• INPUT:
## Start

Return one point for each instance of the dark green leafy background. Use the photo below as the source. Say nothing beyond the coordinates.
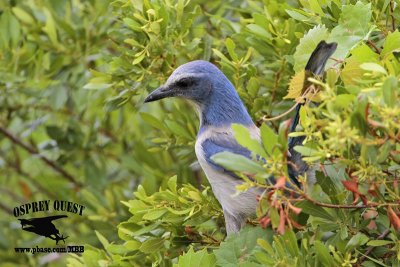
(73, 126)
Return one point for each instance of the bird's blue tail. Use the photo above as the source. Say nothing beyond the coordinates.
(315, 67)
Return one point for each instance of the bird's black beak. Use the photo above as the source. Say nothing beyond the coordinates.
(159, 93)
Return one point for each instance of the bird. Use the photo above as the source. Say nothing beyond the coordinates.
(219, 107)
(43, 226)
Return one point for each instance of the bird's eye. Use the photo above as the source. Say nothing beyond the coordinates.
(184, 83)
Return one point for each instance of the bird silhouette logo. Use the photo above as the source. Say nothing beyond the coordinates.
(44, 226)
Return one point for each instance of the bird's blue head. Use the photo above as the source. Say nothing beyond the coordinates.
(207, 87)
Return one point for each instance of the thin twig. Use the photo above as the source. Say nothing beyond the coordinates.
(377, 50)
(391, 14)
(33, 151)
(342, 206)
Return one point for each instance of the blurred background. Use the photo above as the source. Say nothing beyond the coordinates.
(74, 74)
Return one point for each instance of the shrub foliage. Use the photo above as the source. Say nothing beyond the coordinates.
(75, 74)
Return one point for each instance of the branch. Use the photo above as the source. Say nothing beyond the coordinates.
(343, 206)
(391, 14)
(33, 151)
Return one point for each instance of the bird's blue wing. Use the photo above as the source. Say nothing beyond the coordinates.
(220, 143)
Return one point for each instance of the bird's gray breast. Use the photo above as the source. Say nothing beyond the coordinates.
(223, 183)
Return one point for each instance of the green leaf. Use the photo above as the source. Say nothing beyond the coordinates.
(314, 210)
(230, 45)
(392, 44)
(102, 239)
(23, 15)
(269, 139)
(373, 67)
(235, 162)
(151, 245)
(323, 255)
(357, 240)
(154, 214)
(244, 138)
(50, 27)
(379, 243)
(352, 29)
(260, 31)
(389, 91)
(196, 259)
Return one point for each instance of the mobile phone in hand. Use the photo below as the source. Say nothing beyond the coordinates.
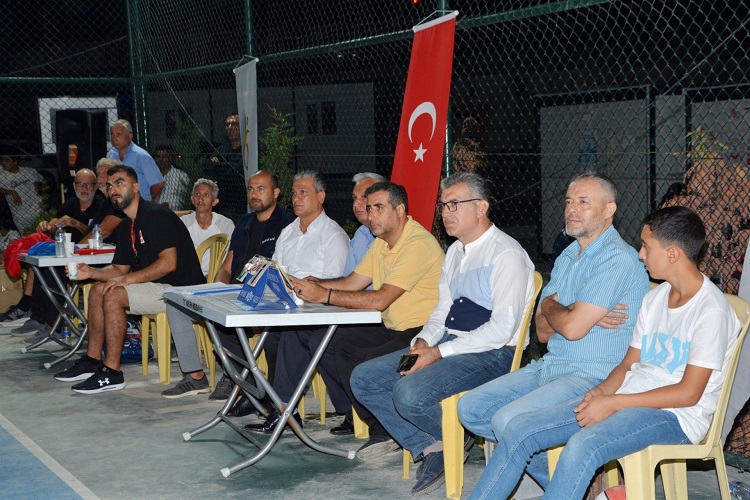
(406, 362)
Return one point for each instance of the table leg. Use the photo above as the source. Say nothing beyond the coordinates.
(65, 310)
(254, 393)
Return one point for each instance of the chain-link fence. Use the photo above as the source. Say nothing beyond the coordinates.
(654, 93)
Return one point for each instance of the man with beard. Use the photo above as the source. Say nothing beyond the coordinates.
(154, 251)
(256, 233)
(586, 316)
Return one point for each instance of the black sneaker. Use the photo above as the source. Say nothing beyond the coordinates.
(81, 370)
(188, 386)
(103, 380)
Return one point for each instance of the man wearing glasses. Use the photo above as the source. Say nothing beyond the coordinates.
(470, 338)
(403, 267)
(226, 168)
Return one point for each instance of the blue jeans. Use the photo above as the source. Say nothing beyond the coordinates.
(409, 406)
(487, 410)
(625, 432)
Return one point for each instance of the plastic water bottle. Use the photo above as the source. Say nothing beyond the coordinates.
(739, 490)
(59, 242)
(96, 236)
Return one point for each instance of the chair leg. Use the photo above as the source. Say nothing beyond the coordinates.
(145, 328)
(206, 347)
(453, 447)
(319, 390)
(611, 474)
(674, 479)
(301, 407)
(639, 475)
(721, 471)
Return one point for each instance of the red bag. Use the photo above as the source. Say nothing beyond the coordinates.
(22, 244)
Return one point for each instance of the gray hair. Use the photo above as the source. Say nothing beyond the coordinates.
(108, 162)
(476, 184)
(362, 176)
(318, 181)
(124, 124)
(606, 183)
(207, 182)
(396, 193)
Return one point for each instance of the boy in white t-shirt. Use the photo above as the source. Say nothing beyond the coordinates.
(666, 388)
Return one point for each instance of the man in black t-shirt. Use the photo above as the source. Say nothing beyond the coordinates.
(226, 167)
(256, 233)
(154, 251)
(108, 217)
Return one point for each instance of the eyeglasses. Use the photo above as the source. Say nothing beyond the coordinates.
(452, 206)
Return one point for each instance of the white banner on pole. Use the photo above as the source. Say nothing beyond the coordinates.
(247, 106)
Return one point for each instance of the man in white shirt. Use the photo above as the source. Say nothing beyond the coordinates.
(21, 187)
(469, 339)
(176, 182)
(204, 223)
(124, 149)
(313, 245)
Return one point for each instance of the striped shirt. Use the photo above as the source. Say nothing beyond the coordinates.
(608, 272)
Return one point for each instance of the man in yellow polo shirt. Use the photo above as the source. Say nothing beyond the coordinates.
(403, 265)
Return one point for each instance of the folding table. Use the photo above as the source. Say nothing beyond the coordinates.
(225, 309)
(61, 297)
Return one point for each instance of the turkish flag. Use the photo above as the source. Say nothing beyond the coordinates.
(421, 137)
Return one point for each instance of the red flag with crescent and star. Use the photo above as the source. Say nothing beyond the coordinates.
(421, 137)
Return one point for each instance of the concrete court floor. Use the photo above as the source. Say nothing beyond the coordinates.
(128, 444)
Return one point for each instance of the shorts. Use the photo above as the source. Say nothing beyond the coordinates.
(145, 298)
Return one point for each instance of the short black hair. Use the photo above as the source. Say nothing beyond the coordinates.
(129, 171)
(678, 226)
(396, 193)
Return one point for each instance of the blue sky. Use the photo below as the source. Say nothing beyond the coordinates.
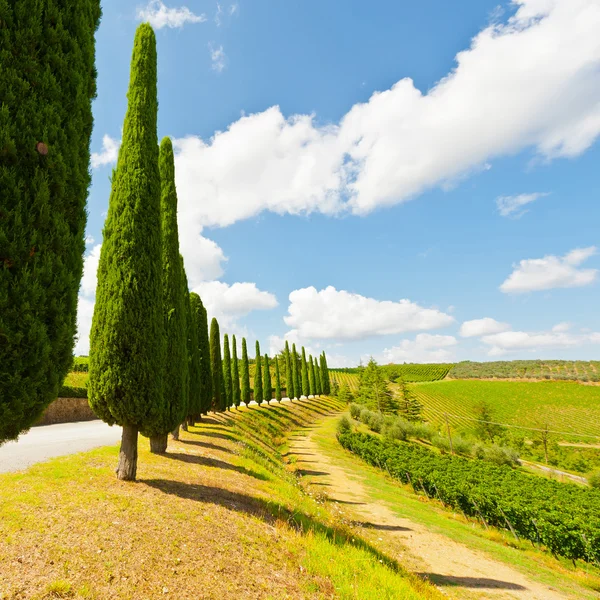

## End

• EXERCISE REQUIREMENTS: Pick out each line in the items above that contains the word "below", and copy those lines.

• ANSWER TO THIS PROBLEM:
Return one point for each instance of the dark green leafy background. Use the photo below as the source. Say nothing beyond the coordinates.
Return one point for each instance of the mobile phone in hand. Use the photo below as the source. Say nothing beyond the coordinates.
Return one point for each instance of the blue sky. Use the photo below as the source. Say nothing beyond the coordinates.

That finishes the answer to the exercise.